- **Problem to work on**: Put every line of the rows below into a Markdown table with the columns No. and Text, numbering each line in order and skipping blank lines. Leave the pictures out.

--- BEGIN ---

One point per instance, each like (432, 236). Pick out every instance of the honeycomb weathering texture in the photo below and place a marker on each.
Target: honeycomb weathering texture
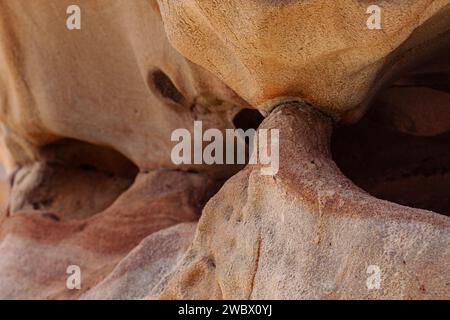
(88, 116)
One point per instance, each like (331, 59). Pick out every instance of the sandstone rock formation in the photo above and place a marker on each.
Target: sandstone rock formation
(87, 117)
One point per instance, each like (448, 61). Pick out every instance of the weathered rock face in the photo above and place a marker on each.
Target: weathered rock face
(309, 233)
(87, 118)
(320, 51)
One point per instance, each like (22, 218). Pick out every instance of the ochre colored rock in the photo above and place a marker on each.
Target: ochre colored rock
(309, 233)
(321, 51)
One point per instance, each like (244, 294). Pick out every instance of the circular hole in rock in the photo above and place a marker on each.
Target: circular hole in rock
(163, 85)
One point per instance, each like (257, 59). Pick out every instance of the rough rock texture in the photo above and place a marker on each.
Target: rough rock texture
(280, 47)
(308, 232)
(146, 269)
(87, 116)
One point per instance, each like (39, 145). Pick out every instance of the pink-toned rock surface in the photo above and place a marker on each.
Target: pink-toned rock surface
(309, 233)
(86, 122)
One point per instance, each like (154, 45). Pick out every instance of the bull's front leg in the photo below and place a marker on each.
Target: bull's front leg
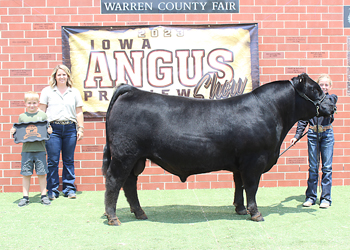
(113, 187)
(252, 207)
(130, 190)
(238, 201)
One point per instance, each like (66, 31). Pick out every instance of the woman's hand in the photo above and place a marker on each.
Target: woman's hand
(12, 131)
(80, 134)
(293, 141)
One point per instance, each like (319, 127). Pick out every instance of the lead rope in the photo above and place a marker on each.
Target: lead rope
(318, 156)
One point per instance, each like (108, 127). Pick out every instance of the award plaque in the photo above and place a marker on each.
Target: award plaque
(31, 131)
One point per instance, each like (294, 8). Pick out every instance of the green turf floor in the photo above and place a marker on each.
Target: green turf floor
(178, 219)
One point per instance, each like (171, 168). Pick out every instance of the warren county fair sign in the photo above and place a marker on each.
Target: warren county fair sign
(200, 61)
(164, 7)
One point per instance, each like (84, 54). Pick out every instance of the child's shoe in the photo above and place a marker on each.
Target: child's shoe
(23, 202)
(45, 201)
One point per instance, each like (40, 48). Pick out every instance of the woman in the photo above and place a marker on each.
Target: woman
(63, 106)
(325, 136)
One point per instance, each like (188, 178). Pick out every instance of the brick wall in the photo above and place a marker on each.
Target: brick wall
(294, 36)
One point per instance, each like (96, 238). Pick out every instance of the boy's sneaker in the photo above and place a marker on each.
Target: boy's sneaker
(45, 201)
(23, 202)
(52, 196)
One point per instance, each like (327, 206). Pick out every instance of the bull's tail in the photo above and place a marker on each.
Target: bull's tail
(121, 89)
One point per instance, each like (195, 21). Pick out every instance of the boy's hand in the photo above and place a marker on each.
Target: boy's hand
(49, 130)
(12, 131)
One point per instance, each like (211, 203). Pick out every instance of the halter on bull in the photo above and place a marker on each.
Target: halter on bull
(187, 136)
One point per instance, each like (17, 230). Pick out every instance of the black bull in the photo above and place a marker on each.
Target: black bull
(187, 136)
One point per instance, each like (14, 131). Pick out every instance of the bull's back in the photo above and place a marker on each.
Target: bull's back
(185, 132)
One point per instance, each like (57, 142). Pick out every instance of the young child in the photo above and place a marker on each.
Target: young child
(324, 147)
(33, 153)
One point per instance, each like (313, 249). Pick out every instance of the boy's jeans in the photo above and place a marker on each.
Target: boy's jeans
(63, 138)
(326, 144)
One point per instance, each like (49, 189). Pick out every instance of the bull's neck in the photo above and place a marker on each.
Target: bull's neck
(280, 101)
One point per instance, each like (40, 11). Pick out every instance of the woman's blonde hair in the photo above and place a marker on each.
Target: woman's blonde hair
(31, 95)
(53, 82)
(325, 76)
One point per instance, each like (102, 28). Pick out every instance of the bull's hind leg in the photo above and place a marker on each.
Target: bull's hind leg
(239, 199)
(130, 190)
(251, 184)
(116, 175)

--- END ---

- **Reply to the exercise**:
| No. | Text |
|---|---|
| 1 | One point per instance, each like (432, 236). Pick out every instance of the honeycomb weathering texture in the photo below and place a marker on each. |
| 2 | Target: honeycomb weathering texture |
| 3 | (88, 116) |
| 4 | One point per instance, each like (331, 59). Pick out every instance of the sandstone rock formation in the photo above and place a marker on each. |
| 5 | Target: sandstone rock formation |
| 6 | (87, 117) |
| 7 | One point per instance, each like (448, 61). Pick out every instance of the weathered rock face in the photo above and place a marker on each. |
| 8 | Target: weathered rock face |
| 9 | (309, 233) |
| 10 | (87, 118) |
| 11 | (320, 51) |
| 12 | One point per instance, each like (22, 218). Pick out every instance of the ochre colored rock in the photo above and place a marker on each. |
| 13 | Target: ochre colored rock |
| 14 | (309, 233) |
| 15 | (321, 51) |
| 16 | One point per instance, each like (244, 294). Pick out every instance of the circular hole in rock in the photo above and place a marker on each. |
| 17 | Target: circular hole in rock |
| 18 | (163, 85) |
| 19 | One point per instance, each like (257, 59). Pick out every instance of the rough rock texture in the photo above and place a marker on each. |
| 20 | Target: rough rock texture |
| 21 | (280, 47) |
| 22 | (308, 232) |
| 23 | (146, 269) |
| 24 | (87, 116) |
| 25 | One point per instance, each like (39, 145). Pick out every instance of the pink-toned rock surface in the photo above and place a marker on each. |
| 26 | Target: pink-toned rock surface |
| 27 | (309, 233) |
| 28 | (86, 122) |
| 29 | One point per instance, each like (154, 45). Pick out every instance of the bull's front leg in the photo below and place a marker on each. |
| 30 | Target: bull's front leg |
| 31 | (113, 187) |
| 32 | (252, 207) |
| 33 | (130, 190) |
| 34 | (238, 201) |
| 35 | One point per instance, each like (66, 31). Pick out every instance of the woman's hand in the photo above and place a marker on each. |
| 36 | Target: woman's hand |
| 37 | (12, 131) |
| 38 | (80, 134) |
| 39 | (293, 141) |
| 40 | One point per instance, each like (319, 127). Pick out every instance of the lead rope in the photo above and place a marker on each. |
| 41 | Target: lead rope |
| 42 | (318, 156) |
| 43 | One point per instance, each like (108, 127). Pick out every instance of the award plaque in the photo above and place a marker on each. |
| 44 | Target: award plaque |
| 45 | (31, 131) |
| 46 | One point per instance, each like (294, 8). Pick out every instance of the green turf floor in the photo above and place a marker on each. |
| 47 | Target: green turf floor |
| 48 | (178, 219) |
| 49 | One point per instance, each like (171, 168). Pick out every instance of the warren county fair sign in the photo above and place a marker on each. |
| 50 | Target: warren county fair sign |
| 51 | (200, 61) |
| 52 | (164, 7) |
| 53 | One point per instance, each like (84, 54). Pick out every instance of the child's shoe in the photo above and place a marker on each. |
| 54 | Target: child's shoe |
| 55 | (23, 202) |
| 56 | (45, 201) |
| 57 | One point per instance, each like (40, 48). Pick out every instance of the woman in the photo above and place a marker on each. |
| 58 | Target: woman |
| 59 | (63, 106) |
| 60 | (325, 136) |
| 61 | One point per instance, each like (188, 178). Pick out every instance of the brick wall in the photo above and place a marker on each. |
| 62 | Target: brick wall |
| 63 | (294, 36) |
| 64 | One point per instance, each like (96, 238). Pick out every instance of the boy's sneaker in the photo above and place a marker on each. |
| 65 | Target: boy's sneaker |
| 66 | (45, 201) |
| 67 | (23, 202) |
| 68 | (52, 196) |
| 69 | One point per instance, each like (327, 206). Pick out every instance of the bull's tail in the photo above and place a marker on each. |
| 70 | Target: bull's tail |
| 71 | (121, 89) |
| 72 | One point per instance, each like (195, 21). Pick out every instance of the boy's hand in the photo above and place a marker on each. |
| 73 | Target: boy's hand |
| 74 | (49, 130) |
| 75 | (12, 131) |
| 76 | One point per instance, each like (211, 203). Pick out every instance of the halter on bull in the photo above and place a marker on each. |
| 77 | Target: halter on bull |
| 78 | (187, 136) |
| 79 | One point per instance, each like (17, 230). Pick out every instance of the black bull in the photo above and place a marker on each. |
| 80 | Target: black bull |
| 81 | (187, 136) |
| 82 | One point per instance, each like (14, 131). Pick out every instance of the bull's back in the photo above and place a marker on each. |
| 83 | Target: bull's back |
| 84 | (185, 132) |
| 85 | One point per instance, each like (57, 142). Pick out every instance of the young child in the photo above and place a marker on each. |
| 86 | Target: young child |
| 87 | (324, 147) |
| 88 | (33, 153) |
| 89 | One point per instance, each like (313, 249). Pick out every instance of the boy's jeans in the photo above and place a marker on each. |
| 90 | Target: boy's jeans |
| 91 | (63, 138) |
| 92 | (326, 144) |
| 93 | One point per instance, each like (49, 189). Pick out every instance of the bull's neck in the photo above and place a marker on each. |
| 94 | Target: bull's neck |
| 95 | (280, 101) |
| 96 | One point per instance, each like (40, 11). Pick out every instance of the woman's blonde hair in the photo above and place a marker on each. |
| 97 | Target: woman's blonde hair |
| 98 | (31, 95) |
| 99 | (53, 82) |
| 100 | (325, 76) |
| 101 | One point per instance, each like (102, 28). Pick out every instance of the bull's hind leg in the photo above and place a marker on each. |
| 102 | Target: bull's hind leg |
| 103 | (239, 199) |
| 104 | (130, 190) |
| 105 | (251, 184) |
| 106 | (116, 175) |